Exercise directions: Please output the following records exactly. Leave every image out.

Entries provided:
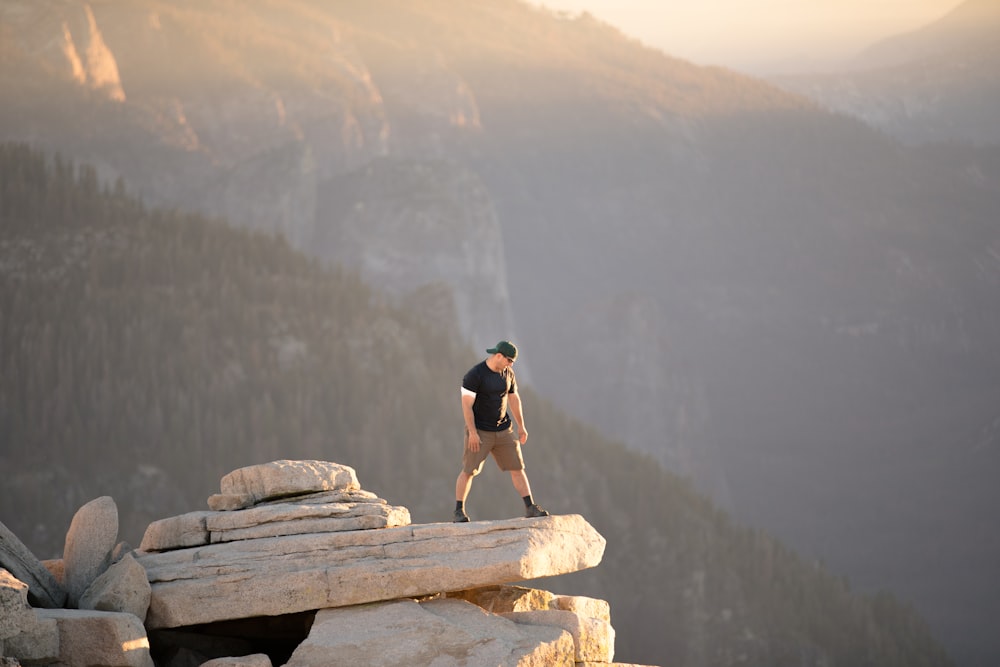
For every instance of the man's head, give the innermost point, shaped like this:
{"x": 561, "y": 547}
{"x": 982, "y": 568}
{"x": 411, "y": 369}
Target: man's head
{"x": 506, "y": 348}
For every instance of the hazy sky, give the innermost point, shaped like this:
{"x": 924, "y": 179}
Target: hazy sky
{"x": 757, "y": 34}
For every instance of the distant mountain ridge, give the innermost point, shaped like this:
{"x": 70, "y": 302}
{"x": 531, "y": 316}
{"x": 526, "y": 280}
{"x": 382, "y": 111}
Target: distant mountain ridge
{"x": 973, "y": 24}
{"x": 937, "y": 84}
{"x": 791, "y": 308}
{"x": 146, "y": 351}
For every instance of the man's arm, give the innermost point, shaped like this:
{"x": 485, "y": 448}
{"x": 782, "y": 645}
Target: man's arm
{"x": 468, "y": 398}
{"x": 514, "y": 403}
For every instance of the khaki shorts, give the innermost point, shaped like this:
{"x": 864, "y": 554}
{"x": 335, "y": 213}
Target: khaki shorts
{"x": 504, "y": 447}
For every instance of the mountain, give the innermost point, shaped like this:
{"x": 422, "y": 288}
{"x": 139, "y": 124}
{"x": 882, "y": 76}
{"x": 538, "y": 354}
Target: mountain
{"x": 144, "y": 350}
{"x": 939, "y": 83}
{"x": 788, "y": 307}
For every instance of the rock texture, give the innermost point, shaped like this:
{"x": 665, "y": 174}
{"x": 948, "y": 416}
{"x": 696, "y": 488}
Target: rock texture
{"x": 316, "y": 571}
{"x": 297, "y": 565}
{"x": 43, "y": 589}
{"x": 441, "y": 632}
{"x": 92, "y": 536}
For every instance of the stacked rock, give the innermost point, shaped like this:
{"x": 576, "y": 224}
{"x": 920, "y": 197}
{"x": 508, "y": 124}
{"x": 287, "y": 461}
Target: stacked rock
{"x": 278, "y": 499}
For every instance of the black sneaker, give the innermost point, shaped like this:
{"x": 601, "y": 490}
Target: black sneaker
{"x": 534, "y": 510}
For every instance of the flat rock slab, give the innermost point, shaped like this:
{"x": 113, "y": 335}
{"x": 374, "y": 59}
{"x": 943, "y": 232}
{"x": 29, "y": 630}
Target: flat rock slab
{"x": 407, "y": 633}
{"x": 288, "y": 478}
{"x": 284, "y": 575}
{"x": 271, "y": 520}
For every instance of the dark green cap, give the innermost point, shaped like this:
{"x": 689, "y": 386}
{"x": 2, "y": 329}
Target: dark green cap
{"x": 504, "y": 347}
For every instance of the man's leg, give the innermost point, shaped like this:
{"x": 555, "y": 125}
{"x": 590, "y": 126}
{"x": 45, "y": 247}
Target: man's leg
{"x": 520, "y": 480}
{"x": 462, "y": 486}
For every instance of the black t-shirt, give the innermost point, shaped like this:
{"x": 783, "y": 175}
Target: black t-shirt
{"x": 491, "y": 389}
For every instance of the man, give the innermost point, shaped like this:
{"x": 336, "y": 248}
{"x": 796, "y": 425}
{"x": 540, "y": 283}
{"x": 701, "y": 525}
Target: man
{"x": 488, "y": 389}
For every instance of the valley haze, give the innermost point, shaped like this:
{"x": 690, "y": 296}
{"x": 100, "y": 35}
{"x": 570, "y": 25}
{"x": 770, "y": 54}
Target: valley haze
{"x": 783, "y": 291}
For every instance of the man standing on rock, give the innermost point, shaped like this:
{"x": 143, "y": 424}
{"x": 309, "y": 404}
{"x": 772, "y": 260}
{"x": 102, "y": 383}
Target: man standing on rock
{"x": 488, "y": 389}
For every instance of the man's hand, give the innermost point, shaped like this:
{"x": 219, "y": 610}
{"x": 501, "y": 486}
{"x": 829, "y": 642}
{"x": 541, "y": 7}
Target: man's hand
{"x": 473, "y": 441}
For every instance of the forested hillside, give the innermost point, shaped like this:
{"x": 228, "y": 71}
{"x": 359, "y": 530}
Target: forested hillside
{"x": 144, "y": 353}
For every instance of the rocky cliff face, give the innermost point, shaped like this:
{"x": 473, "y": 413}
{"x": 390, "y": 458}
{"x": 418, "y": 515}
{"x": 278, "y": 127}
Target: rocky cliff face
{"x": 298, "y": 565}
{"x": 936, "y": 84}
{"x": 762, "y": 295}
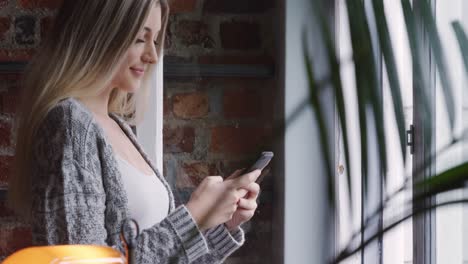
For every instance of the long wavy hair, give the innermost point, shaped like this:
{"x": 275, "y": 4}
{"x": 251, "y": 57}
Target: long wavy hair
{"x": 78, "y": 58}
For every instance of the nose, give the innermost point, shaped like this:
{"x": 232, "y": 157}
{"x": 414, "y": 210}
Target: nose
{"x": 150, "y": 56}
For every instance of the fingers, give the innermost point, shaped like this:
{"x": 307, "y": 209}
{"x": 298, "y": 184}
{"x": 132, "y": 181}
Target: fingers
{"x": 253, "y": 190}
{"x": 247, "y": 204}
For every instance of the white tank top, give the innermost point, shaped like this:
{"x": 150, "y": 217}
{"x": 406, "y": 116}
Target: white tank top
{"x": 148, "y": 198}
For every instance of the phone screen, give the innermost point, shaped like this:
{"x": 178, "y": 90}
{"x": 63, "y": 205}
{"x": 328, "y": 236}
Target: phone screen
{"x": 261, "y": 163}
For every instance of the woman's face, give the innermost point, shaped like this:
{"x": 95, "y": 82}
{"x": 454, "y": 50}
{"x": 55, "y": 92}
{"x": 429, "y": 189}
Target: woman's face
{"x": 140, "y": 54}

Reply:
For every instance of the man's head, give the innermost point, shaped like this:
{"x": 561, "y": 547}
{"x": 982, "y": 568}
{"x": 411, "y": 369}
Target: man's head
{"x": 506, "y": 348}
For every instance of the hazy sky, give the innermost point, shaped like this:
{"x": 924, "y": 179}
Target: hazy sky
{"x": 757, "y": 34}
For every instance of the distant mountain ridge, give the innermost point, shaped like this:
{"x": 70, "y": 302}
{"x": 531, "y": 316}
{"x": 526, "y": 280}
{"x": 382, "y": 111}
Target: distant mountain ridge
{"x": 973, "y": 24}
{"x": 937, "y": 84}
{"x": 791, "y": 308}
{"x": 146, "y": 351}
For every instance of the man's arm, give the innermost point, shaped like this:
{"x": 485, "y": 448}
{"x": 782, "y": 645}
Target: man's arm
{"x": 468, "y": 398}
{"x": 514, "y": 403}
For every instance of the khaki shorts, give the innermost point, shaped like this:
{"x": 864, "y": 554}
{"x": 335, "y": 213}
Target: khaki shorts
{"x": 504, "y": 447}
For every instance of the mountain, give the innermost point, shaped like this:
{"x": 422, "y": 288}
{"x": 139, "y": 124}
{"x": 882, "y": 76}
{"x": 538, "y": 354}
Target: mountain
{"x": 144, "y": 350}
{"x": 939, "y": 83}
{"x": 788, "y": 307}
For every instance of the rock texture, give the innermost point, shaped like this:
{"x": 665, "y": 174}
{"x": 948, "y": 416}
{"x": 696, "y": 488}
Target: rock texture
{"x": 316, "y": 571}
{"x": 297, "y": 565}
{"x": 43, "y": 589}
{"x": 441, "y": 632}
{"x": 92, "y": 536}
For every instance of the stacked rock, give the innermost point, shaped like this:
{"x": 576, "y": 224}
{"x": 920, "y": 197}
{"x": 508, "y": 124}
{"x": 287, "y": 461}
Target: stacked rock
{"x": 278, "y": 499}
For every instance of the black sneaker, give the innermost point, shaped like this:
{"x": 601, "y": 490}
Target: black sneaker
{"x": 534, "y": 510}
For every instance of the flat rock slab, give the innermost point, shaped like this:
{"x": 113, "y": 335}
{"x": 374, "y": 59}
{"x": 943, "y": 232}
{"x": 29, "y": 630}
Target: flat rock slab
{"x": 407, "y": 633}
{"x": 288, "y": 478}
{"x": 284, "y": 575}
{"x": 271, "y": 520}
For every instance of the dark green cap, give the innermost point, shaped like this:
{"x": 689, "y": 386}
{"x": 2, "y": 329}
Target: dark green cap
{"x": 504, "y": 347}
For every instance of the man's leg, give the innermost point, shaped like this:
{"x": 555, "y": 125}
{"x": 590, "y": 126}
{"x": 45, "y": 247}
Target: man's leg
{"x": 520, "y": 480}
{"x": 462, "y": 486}
For every instance of the black t-shirt, give the innermost point, shaped like this:
{"x": 783, "y": 175}
Target: black t-shirt
{"x": 491, "y": 389}
For every instance of the man, give the innermost point, shaped like this:
{"x": 336, "y": 248}
{"x": 796, "y": 425}
{"x": 540, "y": 283}
{"x": 701, "y": 525}
Target: man
{"x": 488, "y": 389}
For every instance of the valley haze, give the innermost point, shaped like this:
{"x": 690, "y": 296}
{"x": 100, "y": 35}
{"x": 570, "y": 25}
{"x": 770, "y": 54}
Target: valley haze
{"x": 783, "y": 291}
For every instance of the man standing on rock, give the innermost point, shaped like this:
{"x": 143, "y": 424}
{"x": 309, "y": 404}
{"x": 772, "y": 260}
{"x": 102, "y": 383}
Target: man standing on rock
{"x": 488, "y": 389}
For every instance of the man's hand, give the innermost point, shaped like this:
{"x": 219, "y": 610}
{"x": 501, "y": 486}
{"x": 829, "y": 642}
{"x": 541, "y": 7}
Target: man's hand
{"x": 473, "y": 441}
For every instance of the forested hillside, give the innermost point, shaped like this:
{"x": 228, "y": 71}
{"x": 359, "y": 530}
Target: forested hillside
{"x": 144, "y": 353}
For every instance of the rocky cliff face, give the innermost point, shaped like this:
{"x": 473, "y": 413}
{"x": 390, "y": 458}
{"x": 418, "y": 515}
{"x": 278, "y": 127}
Target: rocky cliff face
{"x": 298, "y": 565}
{"x": 936, "y": 84}
{"x": 762, "y": 295}
For every instance of the long wavy hair, give the innermost point, shaped like this:
{"x": 275, "y": 4}
{"x": 251, "y": 57}
Target: long wavy hair
{"x": 78, "y": 58}
For every instance of the nose, give the innermost point, shaped like this:
{"x": 232, "y": 157}
{"x": 414, "y": 210}
Target: nose
{"x": 150, "y": 56}
For every instance of the fingers, give the innermost point, shaped like this:
{"x": 307, "y": 209}
{"x": 298, "y": 184}
{"x": 132, "y": 181}
Target: fingers
{"x": 253, "y": 190}
{"x": 247, "y": 204}
For every instance of the white tank top, give the innermost point, shaped like this:
{"x": 150, "y": 217}
{"x": 406, "y": 116}
Target: white tank top
{"x": 148, "y": 198}
For every instance of the phone screen, give the innermost point, shaped like this:
{"x": 178, "y": 90}
{"x": 63, "y": 205}
{"x": 328, "y": 236}
Target: phone screen
{"x": 261, "y": 163}
For every instance of the woman's face, give the innermost point, shaped like this:
{"x": 95, "y": 82}
{"x": 454, "y": 50}
{"x": 55, "y": 92}
{"x": 429, "y": 189}
Target: woman's face
{"x": 140, "y": 54}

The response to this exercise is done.